▶ TASK REQUIREMENTS
Collect every line in the records below that contains the word "handle" and list those lines.

====== PROVIDED RECORDS ======

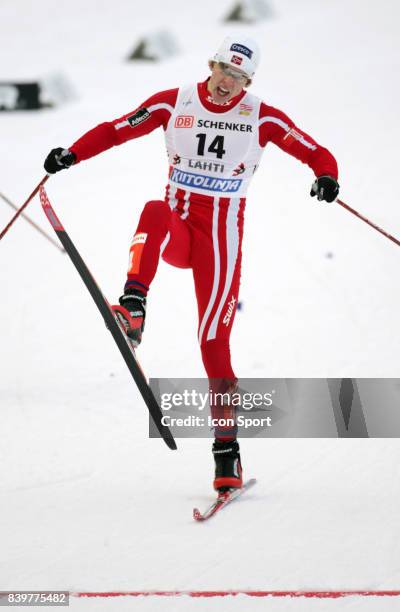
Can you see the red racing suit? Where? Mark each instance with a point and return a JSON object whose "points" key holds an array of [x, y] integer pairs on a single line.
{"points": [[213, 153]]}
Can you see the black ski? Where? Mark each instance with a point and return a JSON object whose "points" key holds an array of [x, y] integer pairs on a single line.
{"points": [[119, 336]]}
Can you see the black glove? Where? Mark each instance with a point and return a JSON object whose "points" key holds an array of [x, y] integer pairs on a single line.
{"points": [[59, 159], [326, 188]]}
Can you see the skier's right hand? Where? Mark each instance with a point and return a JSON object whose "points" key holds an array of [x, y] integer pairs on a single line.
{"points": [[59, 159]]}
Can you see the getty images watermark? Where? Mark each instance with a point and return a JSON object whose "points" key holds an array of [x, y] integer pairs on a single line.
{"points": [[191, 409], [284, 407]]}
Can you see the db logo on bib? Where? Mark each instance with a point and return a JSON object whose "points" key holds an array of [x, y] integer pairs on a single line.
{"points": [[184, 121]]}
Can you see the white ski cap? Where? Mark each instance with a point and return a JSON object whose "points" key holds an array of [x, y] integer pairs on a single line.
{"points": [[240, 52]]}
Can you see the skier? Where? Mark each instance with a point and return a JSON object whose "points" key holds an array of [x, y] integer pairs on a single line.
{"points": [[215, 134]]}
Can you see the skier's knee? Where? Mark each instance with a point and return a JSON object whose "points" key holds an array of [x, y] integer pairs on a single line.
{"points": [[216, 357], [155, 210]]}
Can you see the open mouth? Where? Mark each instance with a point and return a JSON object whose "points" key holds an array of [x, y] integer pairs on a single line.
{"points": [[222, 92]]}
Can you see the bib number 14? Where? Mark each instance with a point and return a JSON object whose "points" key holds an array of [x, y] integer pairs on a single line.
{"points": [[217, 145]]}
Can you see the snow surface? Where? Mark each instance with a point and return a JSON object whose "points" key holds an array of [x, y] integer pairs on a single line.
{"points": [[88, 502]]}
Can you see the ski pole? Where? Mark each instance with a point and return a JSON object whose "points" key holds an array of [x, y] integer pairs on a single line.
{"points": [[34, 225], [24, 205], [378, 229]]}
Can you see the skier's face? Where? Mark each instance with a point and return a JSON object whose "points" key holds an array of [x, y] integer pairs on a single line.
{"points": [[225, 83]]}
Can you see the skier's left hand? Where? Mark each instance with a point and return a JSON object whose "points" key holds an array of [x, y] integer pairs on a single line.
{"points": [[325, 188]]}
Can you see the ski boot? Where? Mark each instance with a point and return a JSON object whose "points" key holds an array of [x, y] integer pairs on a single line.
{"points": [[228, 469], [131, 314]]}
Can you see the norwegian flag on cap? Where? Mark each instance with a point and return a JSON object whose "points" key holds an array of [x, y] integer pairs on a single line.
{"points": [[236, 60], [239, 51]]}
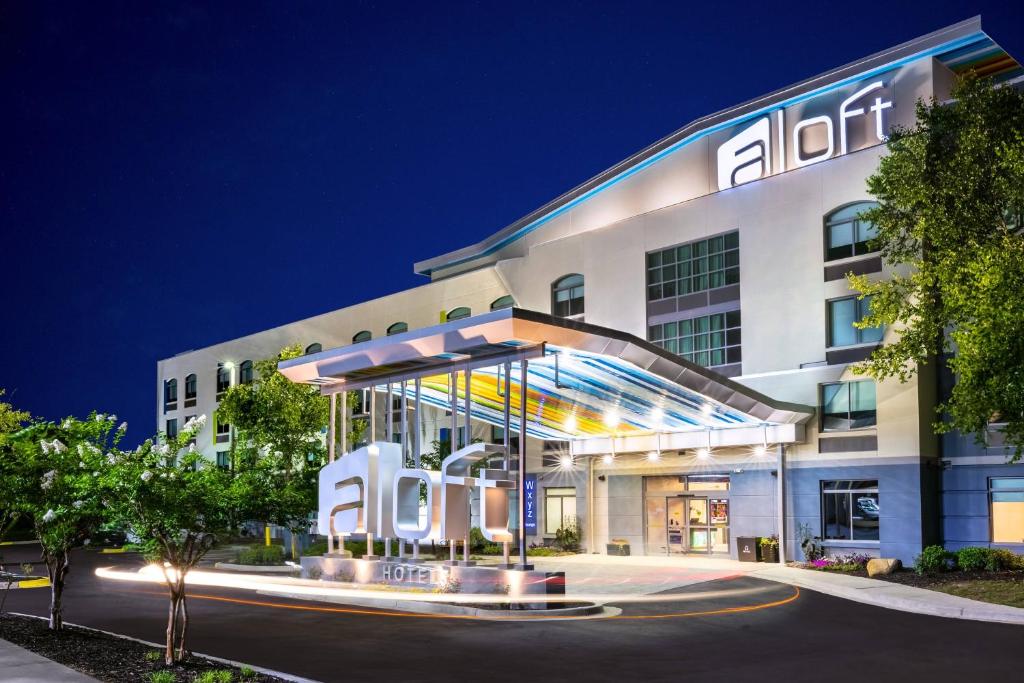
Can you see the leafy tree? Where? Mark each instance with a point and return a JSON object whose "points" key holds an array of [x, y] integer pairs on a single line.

======
====== PROVIDED RECORDS ======

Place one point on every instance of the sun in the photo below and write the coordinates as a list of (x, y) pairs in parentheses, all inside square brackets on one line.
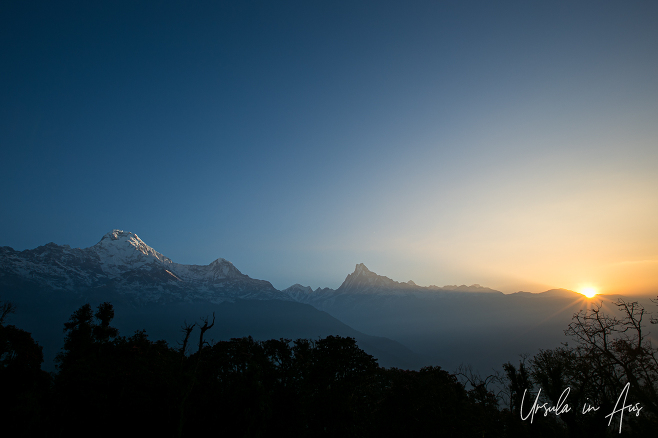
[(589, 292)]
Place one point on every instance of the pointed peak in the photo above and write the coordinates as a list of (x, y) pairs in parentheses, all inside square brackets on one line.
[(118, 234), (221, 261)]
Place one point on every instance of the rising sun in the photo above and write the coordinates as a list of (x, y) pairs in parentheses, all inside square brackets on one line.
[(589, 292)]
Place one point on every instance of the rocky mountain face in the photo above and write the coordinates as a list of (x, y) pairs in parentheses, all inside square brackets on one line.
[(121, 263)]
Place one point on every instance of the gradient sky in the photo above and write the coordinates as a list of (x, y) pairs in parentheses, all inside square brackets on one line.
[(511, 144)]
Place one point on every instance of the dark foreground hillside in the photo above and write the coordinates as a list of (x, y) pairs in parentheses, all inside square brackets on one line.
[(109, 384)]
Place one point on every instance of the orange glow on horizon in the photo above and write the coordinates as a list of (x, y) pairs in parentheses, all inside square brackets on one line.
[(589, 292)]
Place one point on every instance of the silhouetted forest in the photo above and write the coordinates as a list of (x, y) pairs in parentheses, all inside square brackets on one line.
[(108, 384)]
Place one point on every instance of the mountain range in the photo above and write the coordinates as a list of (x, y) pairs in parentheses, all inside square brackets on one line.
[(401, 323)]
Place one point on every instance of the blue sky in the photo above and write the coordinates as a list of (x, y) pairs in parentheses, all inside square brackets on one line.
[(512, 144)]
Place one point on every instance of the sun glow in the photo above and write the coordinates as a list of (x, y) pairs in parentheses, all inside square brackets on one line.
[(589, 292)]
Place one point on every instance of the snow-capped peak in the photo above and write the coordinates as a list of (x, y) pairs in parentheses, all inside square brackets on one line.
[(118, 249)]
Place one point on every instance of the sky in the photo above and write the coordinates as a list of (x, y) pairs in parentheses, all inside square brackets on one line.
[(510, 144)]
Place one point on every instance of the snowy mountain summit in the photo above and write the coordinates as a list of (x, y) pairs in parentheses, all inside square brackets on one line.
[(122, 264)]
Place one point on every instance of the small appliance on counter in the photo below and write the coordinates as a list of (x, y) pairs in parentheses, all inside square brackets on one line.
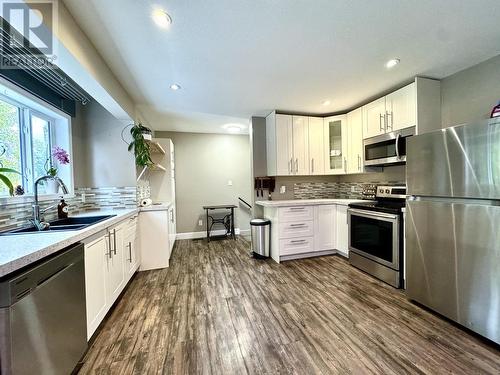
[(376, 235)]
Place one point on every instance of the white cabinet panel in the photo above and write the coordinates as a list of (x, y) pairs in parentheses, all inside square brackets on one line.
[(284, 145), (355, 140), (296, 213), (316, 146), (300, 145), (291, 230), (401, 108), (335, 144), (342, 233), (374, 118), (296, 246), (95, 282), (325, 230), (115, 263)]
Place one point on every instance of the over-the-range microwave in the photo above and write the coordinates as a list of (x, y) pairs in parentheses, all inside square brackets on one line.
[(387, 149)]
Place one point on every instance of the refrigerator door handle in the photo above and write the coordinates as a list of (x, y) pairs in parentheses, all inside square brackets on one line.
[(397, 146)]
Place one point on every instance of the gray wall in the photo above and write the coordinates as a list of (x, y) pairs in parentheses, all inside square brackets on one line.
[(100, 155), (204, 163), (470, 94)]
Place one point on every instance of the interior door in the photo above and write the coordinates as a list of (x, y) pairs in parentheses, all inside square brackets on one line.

======
====== PROVIDED RECORDS ======

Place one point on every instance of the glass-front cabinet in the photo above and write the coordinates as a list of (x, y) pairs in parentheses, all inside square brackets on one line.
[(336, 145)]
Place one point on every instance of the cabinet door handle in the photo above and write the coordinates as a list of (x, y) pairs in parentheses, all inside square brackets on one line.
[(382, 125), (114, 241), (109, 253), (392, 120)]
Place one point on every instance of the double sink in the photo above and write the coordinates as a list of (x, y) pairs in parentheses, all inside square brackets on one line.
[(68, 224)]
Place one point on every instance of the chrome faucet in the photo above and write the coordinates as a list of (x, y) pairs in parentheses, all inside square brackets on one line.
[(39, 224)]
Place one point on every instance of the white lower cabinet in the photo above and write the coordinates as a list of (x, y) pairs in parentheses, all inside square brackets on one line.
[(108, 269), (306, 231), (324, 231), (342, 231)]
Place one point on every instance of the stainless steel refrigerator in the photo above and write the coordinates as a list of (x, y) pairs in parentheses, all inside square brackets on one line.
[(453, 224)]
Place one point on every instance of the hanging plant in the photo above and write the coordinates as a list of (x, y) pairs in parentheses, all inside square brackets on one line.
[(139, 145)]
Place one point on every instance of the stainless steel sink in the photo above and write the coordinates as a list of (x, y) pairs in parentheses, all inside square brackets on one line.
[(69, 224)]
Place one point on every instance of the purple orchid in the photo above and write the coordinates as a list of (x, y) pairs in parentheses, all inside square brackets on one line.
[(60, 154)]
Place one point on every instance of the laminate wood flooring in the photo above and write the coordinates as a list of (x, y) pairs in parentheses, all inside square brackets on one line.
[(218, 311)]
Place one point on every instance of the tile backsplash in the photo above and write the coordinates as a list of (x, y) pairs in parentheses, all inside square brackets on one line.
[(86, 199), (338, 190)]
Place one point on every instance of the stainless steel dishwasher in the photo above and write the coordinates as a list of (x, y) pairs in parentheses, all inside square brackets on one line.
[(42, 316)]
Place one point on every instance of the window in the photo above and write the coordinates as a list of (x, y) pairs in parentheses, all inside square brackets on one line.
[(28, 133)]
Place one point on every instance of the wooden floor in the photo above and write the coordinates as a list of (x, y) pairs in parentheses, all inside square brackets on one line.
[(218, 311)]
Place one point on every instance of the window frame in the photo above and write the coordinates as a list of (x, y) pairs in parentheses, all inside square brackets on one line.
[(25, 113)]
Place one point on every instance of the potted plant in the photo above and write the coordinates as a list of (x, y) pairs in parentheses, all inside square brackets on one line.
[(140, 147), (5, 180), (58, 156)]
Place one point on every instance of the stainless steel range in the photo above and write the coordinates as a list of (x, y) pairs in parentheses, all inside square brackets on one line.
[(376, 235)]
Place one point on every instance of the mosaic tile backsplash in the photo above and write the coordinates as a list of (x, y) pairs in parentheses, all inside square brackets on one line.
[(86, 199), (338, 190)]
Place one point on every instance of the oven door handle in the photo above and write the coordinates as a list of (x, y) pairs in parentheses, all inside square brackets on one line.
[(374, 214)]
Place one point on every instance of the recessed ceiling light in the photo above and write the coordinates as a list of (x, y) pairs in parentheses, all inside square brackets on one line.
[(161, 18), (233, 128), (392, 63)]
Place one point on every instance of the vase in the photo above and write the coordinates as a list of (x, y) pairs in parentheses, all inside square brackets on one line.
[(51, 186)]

======

▶ EXPECTED OUTPUT
Place one point on every instance of the refrigerator door handle in the photo above and write the coordinates as a list of (x, y) pairs in parentheses, all inside square brackets on one line.
Place one point on every instance of the cabinet door handle in the photo above and write the coordinates as a list of (x, y) pairs in parentheses, all inside square brackets on one line.
Place one point on every instance of the oven door handle in the photo above and write the coordinates as a list of (x, y) pairs in parentheses, all inside square brackets on one line.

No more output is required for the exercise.